* _Task statement_:
From the passage on B-MSP-PMO treatment in mdx mice below, list every component of the dystrophin-associated protein complex that was detected by immunostaining.
------ Exercise passage
Functional and phenotypic correction in mdx mice following treatment with the B-MSP-PMO conjugate at six biweekly 6 mg/kg doses. (a) Muscle function was assessed using a functional grip strength test to determine the physical improvement of B-MSP-PMO-treated mdx mice. Significant force recovery was detected in treated mdx mice compared with untreated controls(t-test, *P < 0.05; six mice each group). (b) Evaluation of the numbers of centrally nucleated myofibers in TA, quadriceps, and biceps muscles following repeated B-MSP-PMO treatment compared with the corresponding untreated mdx muscles. Data show a significant decrease in the number of centrally nucleated myofibers in treated mdx muscles compared with untreated controls (t-test, P < 0.05; six sections per tissue/muscle analyzed; six mice each group). (c) Measurement of serum creatine kinase (CK) levels as an index of ongoing muscle membrane instability in treated mdx mice compared with mdx control mice. Data show a significant fall in the serum CK levels in mdx mice treated with B-MSP-PMO compared with untreated age-matched mdx controls (t-test, P < 0.05; six mice each group). (d) Restoration of the dystrophin-associated protein complex (DAPC) in mdx mice with repeated B-MSP-PMO treatment at 6 mg/kg was studied to assess dystrophin function and recovery of normal myoarchitecture. DAPC protein components β-dystroglycan, α-sarcoglycan, and nNOS were detected by immunostaining in serial tissue cross-sections of TA muscles from treated mdx mice compared with untreated mdx mice and normal C57BL6 mice (arrow indicated identical muscle fibers). Bar = 200 µm. MSP, muscle-specific heptapeptide; nNOS, neuronal nitric oxide synthase; PMO, phosphorodiamidate morpholino.
------------
------ Input data
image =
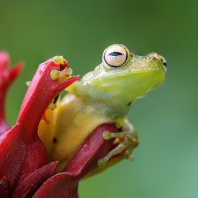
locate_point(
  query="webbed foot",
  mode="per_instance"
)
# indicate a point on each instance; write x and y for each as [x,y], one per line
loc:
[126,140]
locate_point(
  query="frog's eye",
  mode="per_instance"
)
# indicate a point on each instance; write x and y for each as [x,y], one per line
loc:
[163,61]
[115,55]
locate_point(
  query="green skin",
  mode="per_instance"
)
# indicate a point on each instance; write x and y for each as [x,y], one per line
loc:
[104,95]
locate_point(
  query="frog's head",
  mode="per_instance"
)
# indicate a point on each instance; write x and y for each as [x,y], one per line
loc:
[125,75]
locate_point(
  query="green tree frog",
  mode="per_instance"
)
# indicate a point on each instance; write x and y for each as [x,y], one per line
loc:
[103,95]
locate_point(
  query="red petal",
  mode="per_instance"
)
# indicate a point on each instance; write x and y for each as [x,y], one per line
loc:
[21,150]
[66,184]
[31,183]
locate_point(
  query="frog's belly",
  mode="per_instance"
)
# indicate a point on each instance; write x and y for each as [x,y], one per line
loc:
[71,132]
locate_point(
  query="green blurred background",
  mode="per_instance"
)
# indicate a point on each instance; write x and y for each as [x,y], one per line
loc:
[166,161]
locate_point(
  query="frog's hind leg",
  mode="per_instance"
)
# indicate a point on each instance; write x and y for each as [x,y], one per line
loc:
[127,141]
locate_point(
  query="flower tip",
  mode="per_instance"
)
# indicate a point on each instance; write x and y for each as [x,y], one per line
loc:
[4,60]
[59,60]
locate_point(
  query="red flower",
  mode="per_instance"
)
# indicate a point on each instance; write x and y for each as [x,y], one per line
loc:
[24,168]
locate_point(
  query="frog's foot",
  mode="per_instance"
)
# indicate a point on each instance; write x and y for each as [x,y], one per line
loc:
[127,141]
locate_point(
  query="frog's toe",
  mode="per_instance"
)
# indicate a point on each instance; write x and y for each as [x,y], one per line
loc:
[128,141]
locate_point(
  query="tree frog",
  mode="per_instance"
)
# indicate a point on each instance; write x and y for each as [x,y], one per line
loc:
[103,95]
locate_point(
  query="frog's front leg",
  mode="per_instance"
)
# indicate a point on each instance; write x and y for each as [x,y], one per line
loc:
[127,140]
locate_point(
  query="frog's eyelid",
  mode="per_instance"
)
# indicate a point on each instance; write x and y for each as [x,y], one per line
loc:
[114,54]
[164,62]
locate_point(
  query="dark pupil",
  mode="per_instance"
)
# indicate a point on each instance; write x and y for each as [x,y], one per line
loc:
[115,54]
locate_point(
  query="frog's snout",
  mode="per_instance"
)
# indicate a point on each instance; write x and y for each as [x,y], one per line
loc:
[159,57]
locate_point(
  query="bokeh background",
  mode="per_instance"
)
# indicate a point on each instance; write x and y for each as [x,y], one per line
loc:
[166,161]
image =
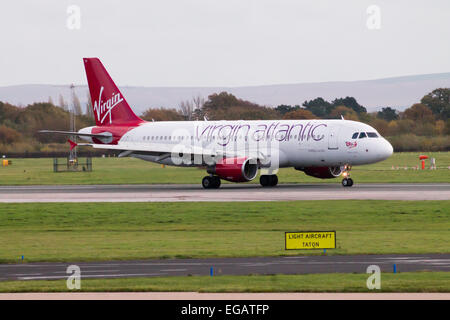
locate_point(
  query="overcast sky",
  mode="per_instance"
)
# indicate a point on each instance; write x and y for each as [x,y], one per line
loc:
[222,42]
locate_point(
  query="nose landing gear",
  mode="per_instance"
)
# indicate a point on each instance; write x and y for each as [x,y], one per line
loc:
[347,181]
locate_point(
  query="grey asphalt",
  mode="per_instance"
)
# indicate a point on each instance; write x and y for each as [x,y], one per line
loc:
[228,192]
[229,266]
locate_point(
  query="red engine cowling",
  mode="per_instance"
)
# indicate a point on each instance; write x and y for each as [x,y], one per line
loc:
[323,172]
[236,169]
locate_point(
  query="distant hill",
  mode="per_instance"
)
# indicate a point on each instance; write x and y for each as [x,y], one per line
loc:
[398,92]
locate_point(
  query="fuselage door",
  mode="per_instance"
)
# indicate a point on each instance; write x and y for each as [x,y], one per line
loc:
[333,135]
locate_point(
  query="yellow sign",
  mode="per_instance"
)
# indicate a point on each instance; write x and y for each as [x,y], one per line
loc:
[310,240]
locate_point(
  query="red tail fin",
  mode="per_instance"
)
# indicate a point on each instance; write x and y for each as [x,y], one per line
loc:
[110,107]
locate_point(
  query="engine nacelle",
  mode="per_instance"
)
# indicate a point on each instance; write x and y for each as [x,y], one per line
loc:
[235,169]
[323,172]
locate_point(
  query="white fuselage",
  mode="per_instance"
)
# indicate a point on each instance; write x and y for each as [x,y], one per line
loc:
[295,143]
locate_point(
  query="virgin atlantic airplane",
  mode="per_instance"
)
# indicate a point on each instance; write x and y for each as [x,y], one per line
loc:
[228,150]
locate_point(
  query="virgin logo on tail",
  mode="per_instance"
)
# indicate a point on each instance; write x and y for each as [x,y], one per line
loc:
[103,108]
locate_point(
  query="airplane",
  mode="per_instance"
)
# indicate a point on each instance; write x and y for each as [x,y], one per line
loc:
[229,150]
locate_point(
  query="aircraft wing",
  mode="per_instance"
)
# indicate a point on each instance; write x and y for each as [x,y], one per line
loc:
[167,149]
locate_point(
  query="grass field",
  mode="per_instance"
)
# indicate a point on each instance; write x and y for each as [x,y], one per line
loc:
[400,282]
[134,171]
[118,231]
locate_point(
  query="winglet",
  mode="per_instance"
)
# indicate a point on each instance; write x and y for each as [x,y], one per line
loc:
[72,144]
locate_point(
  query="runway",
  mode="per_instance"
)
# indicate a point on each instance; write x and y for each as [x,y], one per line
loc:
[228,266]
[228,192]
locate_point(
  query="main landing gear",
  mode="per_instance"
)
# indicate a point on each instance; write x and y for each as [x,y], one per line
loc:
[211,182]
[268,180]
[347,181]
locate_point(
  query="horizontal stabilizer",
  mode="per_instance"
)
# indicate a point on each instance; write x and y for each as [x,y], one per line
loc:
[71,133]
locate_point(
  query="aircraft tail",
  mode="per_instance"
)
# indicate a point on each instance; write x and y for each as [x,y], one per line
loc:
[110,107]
------------
* _Answer space_:
β-dystroglycan, α-sarcoglycan, nNOS